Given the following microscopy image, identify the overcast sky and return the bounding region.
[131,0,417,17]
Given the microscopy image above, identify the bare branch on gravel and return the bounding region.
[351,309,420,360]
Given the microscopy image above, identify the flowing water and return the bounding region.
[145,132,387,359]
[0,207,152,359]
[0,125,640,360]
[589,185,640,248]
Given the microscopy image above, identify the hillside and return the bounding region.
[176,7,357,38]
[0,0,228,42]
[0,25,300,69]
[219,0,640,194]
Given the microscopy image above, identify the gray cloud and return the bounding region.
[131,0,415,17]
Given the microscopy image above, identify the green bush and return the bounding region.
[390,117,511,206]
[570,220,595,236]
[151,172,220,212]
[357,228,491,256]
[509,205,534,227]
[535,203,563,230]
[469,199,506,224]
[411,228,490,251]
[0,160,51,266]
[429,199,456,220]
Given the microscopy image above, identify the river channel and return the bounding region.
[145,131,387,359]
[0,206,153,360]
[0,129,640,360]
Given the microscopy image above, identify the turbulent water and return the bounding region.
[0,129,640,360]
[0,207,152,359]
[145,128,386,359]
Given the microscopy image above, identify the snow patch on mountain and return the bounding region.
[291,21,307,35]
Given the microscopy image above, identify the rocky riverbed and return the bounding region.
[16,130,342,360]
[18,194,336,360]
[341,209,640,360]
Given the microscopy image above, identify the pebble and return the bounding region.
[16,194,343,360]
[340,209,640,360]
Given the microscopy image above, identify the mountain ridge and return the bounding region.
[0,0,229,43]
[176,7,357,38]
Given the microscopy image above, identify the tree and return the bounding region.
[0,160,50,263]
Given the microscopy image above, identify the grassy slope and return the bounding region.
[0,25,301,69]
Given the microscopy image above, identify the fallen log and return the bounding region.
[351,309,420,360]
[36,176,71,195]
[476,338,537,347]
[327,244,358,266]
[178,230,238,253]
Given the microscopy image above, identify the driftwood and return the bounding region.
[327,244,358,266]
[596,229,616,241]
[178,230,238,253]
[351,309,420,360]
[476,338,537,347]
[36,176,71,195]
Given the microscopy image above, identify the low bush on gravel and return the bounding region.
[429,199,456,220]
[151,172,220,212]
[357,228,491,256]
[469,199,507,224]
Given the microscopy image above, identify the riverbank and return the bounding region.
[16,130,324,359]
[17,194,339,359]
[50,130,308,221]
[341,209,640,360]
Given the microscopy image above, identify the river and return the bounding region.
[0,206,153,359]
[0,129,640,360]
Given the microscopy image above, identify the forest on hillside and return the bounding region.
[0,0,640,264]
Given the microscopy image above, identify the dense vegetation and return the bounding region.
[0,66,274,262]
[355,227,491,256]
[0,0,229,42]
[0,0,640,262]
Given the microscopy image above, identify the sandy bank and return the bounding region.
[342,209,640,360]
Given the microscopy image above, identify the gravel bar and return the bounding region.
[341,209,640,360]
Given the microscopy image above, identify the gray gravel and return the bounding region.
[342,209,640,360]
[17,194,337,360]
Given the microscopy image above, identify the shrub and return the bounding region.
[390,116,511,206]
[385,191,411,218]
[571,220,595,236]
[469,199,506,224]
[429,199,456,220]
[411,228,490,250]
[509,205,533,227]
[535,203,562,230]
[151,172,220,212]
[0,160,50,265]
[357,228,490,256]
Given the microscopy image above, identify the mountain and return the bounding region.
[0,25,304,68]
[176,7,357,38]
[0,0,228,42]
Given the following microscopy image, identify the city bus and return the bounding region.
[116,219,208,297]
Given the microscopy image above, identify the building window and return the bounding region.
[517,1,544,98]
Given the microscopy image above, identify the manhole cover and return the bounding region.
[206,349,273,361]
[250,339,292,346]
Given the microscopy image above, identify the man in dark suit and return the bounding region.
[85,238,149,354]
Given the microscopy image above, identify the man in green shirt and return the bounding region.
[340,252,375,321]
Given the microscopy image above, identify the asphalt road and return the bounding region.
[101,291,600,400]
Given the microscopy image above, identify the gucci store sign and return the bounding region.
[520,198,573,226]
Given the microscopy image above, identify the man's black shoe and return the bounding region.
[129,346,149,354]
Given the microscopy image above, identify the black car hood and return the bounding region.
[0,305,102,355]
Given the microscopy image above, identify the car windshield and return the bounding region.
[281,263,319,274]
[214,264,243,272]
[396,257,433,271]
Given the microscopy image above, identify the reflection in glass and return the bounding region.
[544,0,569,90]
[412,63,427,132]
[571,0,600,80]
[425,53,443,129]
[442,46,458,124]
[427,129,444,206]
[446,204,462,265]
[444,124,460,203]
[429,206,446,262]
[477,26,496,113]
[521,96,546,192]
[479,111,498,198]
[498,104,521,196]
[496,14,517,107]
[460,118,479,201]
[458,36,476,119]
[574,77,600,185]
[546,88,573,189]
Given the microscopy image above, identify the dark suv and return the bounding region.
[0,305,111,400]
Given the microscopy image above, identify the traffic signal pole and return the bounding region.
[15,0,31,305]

+ + + +

[Suas instruções] Apresente como tabela Markdown o trecho dos itens acima que vai da linha que contém "Given the microscopy image above, identify the man's" até o fim dos itens, inclusive. Use as colunas "Nº", com o número de cada linha, e "Texto", com a própria linha, deixando de fora as linhas em branco.

[Solução do problema]
| Nº | Texto |
|---|---|
| 1 | Given the microscopy image above, identify the man's black shoe and return the bounding region. |
| 2 | [129,346,149,354] |
| 3 | Given the microscopy image above, identify the black car hood and return the bounding region. |
| 4 | [0,305,102,355] |
| 5 | Given the microscopy image above, identify the car windshield and return the bounding region. |
| 6 | [281,263,319,274] |
| 7 | [214,264,243,272] |
| 8 | [396,257,433,271] |
| 9 | Given the microscopy image above, identify the reflection in glass and return the bounding region. |
| 10 | [544,0,569,90] |
| 11 | [412,63,427,132] |
| 12 | [571,0,600,80] |
| 13 | [425,53,443,129] |
| 14 | [442,46,458,124] |
| 15 | [427,129,444,206] |
| 16 | [446,204,462,265] |
| 17 | [444,124,460,203] |
| 18 | [429,206,446,262] |
| 19 | [477,26,496,113] |
| 20 | [521,96,546,192] |
| 21 | [479,111,498,198] |
| 22 | [498,104,521,196] |
| 23 | [496,14,517,107] |
| 24 | [460,118,479,201] |
| 25 | [458,36,476,119] |
| 26 | [574,77,600,185] |
| 27 | [546,88,573,189] |
| 28 | Given the microscopy image above, identify the dark suv and return the bounding region. |
| 29 | [0,305,111,400] |
| 30 | Given the microscopy image above, identify the traffic signal pole and return the bounding region. |
| 31 | [15,0,31,305] |